[Dataset items]
----------------
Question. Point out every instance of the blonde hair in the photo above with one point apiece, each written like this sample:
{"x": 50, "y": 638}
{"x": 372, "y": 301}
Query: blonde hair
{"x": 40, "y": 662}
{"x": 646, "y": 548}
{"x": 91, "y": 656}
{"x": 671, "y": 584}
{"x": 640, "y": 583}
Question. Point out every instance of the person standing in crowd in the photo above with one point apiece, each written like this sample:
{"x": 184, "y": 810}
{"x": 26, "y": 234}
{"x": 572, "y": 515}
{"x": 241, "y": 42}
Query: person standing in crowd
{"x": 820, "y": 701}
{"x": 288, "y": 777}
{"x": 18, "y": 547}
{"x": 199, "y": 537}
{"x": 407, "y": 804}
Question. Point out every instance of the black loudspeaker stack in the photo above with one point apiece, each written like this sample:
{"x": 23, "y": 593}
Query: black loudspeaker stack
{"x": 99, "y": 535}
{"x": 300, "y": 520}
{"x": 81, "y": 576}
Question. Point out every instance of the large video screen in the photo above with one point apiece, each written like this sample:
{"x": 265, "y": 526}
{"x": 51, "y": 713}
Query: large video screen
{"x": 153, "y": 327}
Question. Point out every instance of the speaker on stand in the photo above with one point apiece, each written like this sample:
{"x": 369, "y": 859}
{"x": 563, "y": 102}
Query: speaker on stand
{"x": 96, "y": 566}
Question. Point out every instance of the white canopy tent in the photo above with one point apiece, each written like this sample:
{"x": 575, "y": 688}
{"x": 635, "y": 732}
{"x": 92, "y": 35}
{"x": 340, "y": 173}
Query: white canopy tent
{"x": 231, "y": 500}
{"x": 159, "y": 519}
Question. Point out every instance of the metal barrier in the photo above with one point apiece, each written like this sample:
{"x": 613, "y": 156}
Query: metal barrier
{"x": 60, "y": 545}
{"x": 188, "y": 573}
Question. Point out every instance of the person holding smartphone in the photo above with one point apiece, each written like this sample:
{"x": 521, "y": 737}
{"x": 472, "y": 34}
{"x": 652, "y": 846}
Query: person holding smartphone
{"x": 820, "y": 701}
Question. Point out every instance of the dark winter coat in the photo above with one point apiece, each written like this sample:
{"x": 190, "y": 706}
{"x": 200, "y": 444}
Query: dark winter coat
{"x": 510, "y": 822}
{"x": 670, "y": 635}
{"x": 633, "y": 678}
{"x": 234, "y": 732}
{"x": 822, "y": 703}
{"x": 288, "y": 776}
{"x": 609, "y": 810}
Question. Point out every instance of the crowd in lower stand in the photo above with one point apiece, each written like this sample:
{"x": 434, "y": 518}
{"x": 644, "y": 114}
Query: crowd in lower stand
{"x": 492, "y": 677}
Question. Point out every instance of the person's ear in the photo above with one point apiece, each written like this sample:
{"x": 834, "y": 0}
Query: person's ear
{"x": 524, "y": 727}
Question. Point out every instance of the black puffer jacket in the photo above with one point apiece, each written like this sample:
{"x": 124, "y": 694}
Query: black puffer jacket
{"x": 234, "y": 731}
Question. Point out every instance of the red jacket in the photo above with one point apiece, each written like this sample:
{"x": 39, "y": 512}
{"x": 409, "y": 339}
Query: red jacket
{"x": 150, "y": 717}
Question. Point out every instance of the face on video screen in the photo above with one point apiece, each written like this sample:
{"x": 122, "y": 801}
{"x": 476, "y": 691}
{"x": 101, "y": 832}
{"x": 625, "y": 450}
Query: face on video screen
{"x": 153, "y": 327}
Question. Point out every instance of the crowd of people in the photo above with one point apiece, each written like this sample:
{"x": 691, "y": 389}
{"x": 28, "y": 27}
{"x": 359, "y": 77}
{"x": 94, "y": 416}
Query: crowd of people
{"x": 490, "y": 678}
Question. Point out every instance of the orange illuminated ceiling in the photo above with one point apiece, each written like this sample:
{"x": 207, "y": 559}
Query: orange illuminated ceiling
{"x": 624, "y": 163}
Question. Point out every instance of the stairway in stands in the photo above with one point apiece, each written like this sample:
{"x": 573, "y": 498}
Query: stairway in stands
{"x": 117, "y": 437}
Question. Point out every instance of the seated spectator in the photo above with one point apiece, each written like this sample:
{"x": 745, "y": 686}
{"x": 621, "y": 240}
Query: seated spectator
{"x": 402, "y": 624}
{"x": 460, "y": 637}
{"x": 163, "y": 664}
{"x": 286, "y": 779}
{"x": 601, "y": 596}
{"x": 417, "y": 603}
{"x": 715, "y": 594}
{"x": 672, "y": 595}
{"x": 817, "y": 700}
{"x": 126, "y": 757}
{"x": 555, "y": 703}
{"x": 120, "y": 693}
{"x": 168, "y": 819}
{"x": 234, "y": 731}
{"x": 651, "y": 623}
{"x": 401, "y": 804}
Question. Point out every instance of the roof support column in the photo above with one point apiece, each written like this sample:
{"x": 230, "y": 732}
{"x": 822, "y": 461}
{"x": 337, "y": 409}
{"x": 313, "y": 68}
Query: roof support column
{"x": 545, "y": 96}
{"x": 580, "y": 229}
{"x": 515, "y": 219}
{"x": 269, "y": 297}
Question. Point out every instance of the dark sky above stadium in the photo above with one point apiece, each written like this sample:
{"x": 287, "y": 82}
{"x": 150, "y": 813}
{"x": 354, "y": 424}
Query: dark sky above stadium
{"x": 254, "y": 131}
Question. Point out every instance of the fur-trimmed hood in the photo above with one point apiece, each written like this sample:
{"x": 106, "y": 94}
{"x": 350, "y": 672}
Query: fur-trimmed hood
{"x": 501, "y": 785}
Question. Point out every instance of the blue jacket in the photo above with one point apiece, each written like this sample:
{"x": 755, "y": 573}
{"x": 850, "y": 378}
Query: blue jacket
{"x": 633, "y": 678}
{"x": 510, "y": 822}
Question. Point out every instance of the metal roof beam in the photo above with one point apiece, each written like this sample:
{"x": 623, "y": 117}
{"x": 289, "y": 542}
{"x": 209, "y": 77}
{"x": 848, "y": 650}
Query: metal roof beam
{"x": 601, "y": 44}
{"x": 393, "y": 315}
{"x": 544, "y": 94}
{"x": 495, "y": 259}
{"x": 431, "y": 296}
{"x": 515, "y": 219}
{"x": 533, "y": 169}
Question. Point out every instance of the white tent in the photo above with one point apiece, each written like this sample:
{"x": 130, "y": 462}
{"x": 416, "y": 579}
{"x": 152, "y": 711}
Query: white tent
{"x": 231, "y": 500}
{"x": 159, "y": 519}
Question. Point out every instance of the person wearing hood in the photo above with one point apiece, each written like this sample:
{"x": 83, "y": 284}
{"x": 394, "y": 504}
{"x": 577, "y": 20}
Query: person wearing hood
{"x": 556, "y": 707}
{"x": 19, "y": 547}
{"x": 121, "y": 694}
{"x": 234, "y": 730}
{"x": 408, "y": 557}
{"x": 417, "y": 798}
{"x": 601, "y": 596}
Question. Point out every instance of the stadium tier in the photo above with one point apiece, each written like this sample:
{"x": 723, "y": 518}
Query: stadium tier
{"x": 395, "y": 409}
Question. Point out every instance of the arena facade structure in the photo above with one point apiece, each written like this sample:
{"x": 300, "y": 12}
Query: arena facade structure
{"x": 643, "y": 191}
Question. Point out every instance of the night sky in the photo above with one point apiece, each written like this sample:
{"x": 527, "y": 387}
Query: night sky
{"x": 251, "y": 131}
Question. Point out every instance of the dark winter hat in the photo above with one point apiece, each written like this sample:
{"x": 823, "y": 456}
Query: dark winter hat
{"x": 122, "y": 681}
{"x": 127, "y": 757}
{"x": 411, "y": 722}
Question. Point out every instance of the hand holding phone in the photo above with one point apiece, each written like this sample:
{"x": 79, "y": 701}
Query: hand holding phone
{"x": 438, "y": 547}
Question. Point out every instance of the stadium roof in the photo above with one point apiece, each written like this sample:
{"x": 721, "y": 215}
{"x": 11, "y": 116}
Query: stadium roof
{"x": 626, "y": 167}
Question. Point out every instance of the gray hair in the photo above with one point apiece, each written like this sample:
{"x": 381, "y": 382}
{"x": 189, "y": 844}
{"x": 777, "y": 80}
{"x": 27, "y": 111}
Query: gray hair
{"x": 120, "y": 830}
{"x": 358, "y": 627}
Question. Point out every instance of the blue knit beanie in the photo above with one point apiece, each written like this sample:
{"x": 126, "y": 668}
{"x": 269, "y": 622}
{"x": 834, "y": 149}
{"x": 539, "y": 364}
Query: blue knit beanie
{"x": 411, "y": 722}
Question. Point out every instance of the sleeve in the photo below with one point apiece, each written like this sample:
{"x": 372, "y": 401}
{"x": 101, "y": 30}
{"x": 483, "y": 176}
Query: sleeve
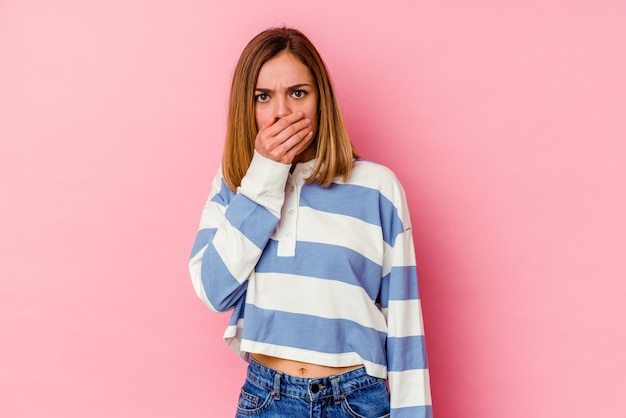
{"x": 408, "y": 378}
{"x": 234, "y": 229}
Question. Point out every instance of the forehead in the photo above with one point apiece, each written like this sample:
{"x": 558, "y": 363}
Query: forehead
{"x": 284, "y": 70}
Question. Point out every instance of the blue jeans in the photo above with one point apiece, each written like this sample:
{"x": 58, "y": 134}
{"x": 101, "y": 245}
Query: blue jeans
{"x": 268, "y": 393}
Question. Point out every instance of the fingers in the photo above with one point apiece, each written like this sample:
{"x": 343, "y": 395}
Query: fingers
{"x": 281, "y": 140}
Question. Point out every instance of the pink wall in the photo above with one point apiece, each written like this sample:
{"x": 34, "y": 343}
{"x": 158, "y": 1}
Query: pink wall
{"x": 504, "y": 120}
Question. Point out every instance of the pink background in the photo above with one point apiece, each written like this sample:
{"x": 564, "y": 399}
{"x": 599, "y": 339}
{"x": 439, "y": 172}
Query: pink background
{"x": 504, "y": 120}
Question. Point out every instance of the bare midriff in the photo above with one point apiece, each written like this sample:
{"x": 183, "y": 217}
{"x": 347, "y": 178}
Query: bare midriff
{"x": 298, "y": 368}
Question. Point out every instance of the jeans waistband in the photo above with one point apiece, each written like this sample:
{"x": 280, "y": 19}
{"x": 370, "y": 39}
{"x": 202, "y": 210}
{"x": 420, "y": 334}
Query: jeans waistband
{"x": 335, "y": 386}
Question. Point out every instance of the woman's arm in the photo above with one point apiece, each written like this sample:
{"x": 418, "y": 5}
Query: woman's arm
{"x": 234, "y": 229}
{"x": 409, "y": 382}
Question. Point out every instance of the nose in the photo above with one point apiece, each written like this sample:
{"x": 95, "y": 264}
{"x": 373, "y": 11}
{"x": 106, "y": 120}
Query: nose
{"x": 282, "y": 107}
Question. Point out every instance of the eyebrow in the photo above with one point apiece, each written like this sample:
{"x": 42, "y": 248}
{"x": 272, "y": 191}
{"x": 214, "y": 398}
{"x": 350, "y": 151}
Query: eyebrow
{"x": 290, "y": 88}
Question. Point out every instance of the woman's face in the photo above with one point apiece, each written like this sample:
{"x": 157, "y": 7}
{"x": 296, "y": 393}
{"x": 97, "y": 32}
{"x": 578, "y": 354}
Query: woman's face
{"x": 284, "y": 86}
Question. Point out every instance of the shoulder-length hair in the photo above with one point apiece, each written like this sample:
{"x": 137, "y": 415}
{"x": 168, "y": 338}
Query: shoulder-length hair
{"x": 335, "y": 153}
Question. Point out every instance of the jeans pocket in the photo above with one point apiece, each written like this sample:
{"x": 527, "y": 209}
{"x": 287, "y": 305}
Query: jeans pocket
{"x": 253, "y": 399}
{"x": 368, "y": 402}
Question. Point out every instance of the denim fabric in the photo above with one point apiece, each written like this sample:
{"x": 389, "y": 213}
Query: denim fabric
{"x": 268, "y": 393}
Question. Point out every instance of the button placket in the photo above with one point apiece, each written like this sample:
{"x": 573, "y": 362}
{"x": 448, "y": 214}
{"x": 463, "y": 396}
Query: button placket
{"x": 287, "y": 232}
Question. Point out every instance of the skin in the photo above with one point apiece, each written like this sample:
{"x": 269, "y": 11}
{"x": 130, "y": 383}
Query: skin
{"x": 286, "y": 101}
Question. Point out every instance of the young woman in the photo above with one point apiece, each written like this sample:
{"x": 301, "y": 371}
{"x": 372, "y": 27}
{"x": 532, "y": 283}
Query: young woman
{"x": 311, "y": 248}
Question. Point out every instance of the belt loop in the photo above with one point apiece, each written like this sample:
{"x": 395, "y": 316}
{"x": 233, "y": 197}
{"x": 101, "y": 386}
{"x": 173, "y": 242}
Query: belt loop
{"x": 337, "y": 395}
{"x": 276, "y": 391}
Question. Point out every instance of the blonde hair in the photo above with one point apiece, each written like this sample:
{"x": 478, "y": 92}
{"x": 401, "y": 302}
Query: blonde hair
{"x": 335, "y": 153}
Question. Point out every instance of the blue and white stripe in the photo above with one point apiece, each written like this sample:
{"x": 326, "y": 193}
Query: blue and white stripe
{"x": 322, "y": 275}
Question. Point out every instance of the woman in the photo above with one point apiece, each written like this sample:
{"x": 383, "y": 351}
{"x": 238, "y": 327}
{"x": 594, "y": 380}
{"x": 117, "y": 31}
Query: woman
{"x": 311, "y": 247}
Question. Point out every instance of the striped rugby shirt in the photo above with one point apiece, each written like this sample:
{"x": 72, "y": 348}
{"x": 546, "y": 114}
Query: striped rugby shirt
{"x": 319, "y": 275}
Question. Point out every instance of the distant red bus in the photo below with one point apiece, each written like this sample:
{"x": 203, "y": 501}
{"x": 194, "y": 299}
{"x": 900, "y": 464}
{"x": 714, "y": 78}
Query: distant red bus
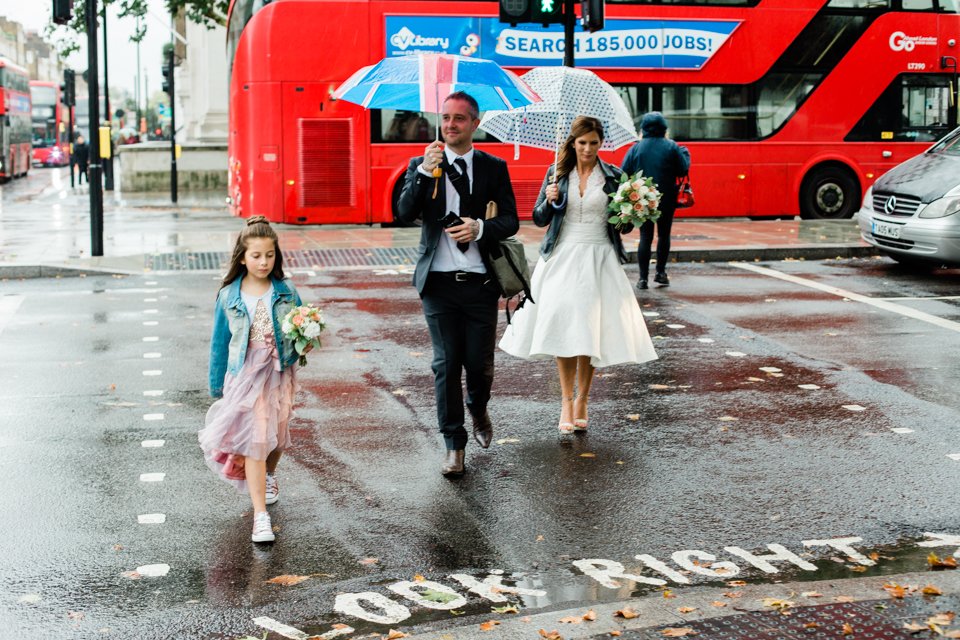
----------------
__WORK REQUIRED__
Scan the entries above for the string "below", and copy every line where it turns up.

__SOLUTION__
Question. Point out every instance of the sleeve in the photo below with one point apiece, each written like this sample:
Question. Point out every instance of the distant red bus in the photo below with one point apiece, each written like this sample:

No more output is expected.